DOCUMENT TEXT:
A bit about the setup I'm using: 1 haproxy as a load balancer' 2 tomcat6 nodes; 2 memcached nodes; Non-sticky mode. Kryo serialization strategy; Operation and sessionBackup timeouts are default; Locking startegy: auto.
What steps will reproduce the problem? 1. Start all the nodes 2. Login into application 3. Check that session backup is saved in the secondary memcached nodes 4. Shutdown the primary memcached node 5. Navigate to some other page in application (sometimes I get dropped to log in screen with new session identifier not sure why this is happening but it's possibly caused by timeouts) 6. Restore the memcached node (it takes a while for tomcat to detect that node is back to up state and store the backup of session into it. I'm looking for the options to change this timeout) 7. As the session backup process is triggered by user requests, in this step I'm making some interactions with the application until the session is stored as backup. 8. Kill other node (which is now primary) 9. Next interation with application will get me into the login screen (session information lost), but if I'll change the session id to the session that had to be restored then I will be able to use application with that session identifier).

DATASET EXTRACT:
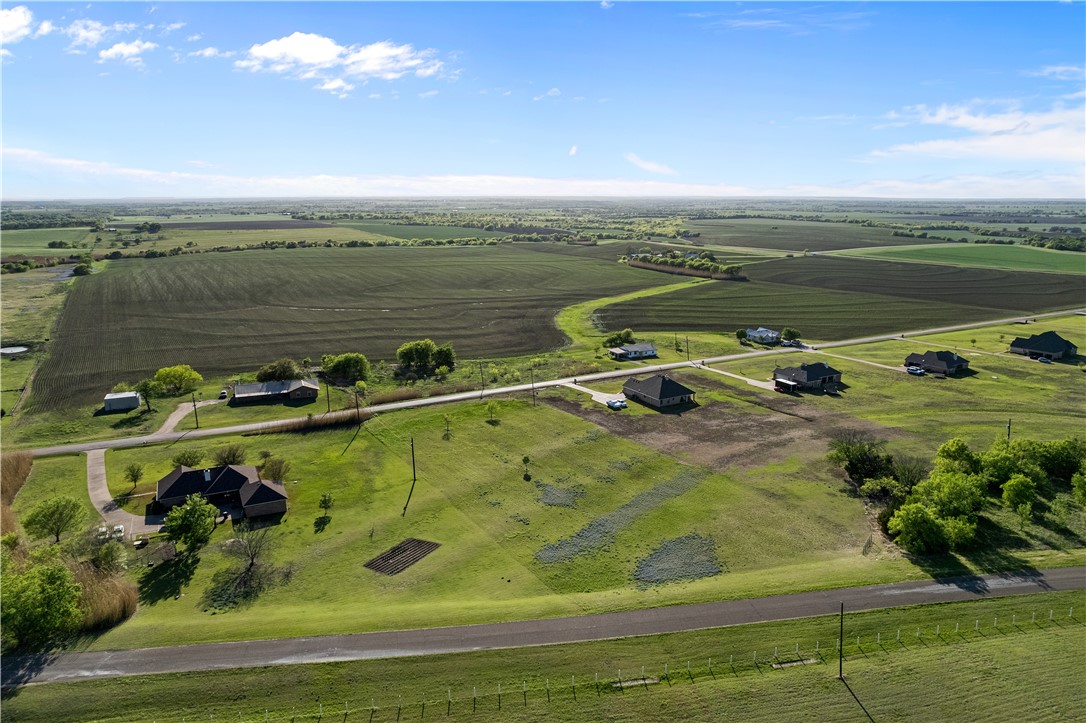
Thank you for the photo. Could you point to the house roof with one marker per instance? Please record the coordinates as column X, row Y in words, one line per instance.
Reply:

WHAT THIS EXERCISE ASKS:
a – In the memcached session failover report, which serialization strategy does the setup use?
b – Continue the memcached session failover report after its final sentence.

ANSWER SET:
a – Kryo.

b –
Basically it's quite interesting situation and currently I'm not sure what causing this behaviour as I can't stabily reproduce this issue. Any suggestions will be appreciated.
Comment #1
Posted on Jul 1, 2015 by Happy HorseI've investigated this issue a bit more. So the session is lost when there are concurrent requests and one of them is matched by requestIgnorePattern. As far as I understand there's a racing condition which request will get served first. In case it will be the ignored request the session will be lost as backup retrival will not be triggered. When this parameter is omitted in context.xml failover is working as expected but in my case we have a lot of heavy js pages and each request to such page will be generating 30-50 requests to each memcached nodes to update the metadata of the session stored there. So disabling it is not an option.
Comment #2
Posted on Jul 2, 2015 by Grumpy BearGreat that you investigated this more!
So the session is lost when there are concurrent requests and one of them is matched by requestIgnorePattern.
Are you referring to a request that should not match the requestIgnorePattern? Is the pattern incorrect / too broad then?
As far as I understand there's a racing condition which request will get served first
If the browser sends parallel requests (e.g. via ajax), then there's indeed no guarantee which one hits the server first. This would have to be handled on the client side, the server can nothing do about this.
In case it will be the ignored request the session will be lost as backup retrival will not be triggered.
But a request after the ignored one then should trigger backup retrieval, doesn't this happen then?
Are the "heavy js pages" somehow related to the session, or are this just "stateless" resources?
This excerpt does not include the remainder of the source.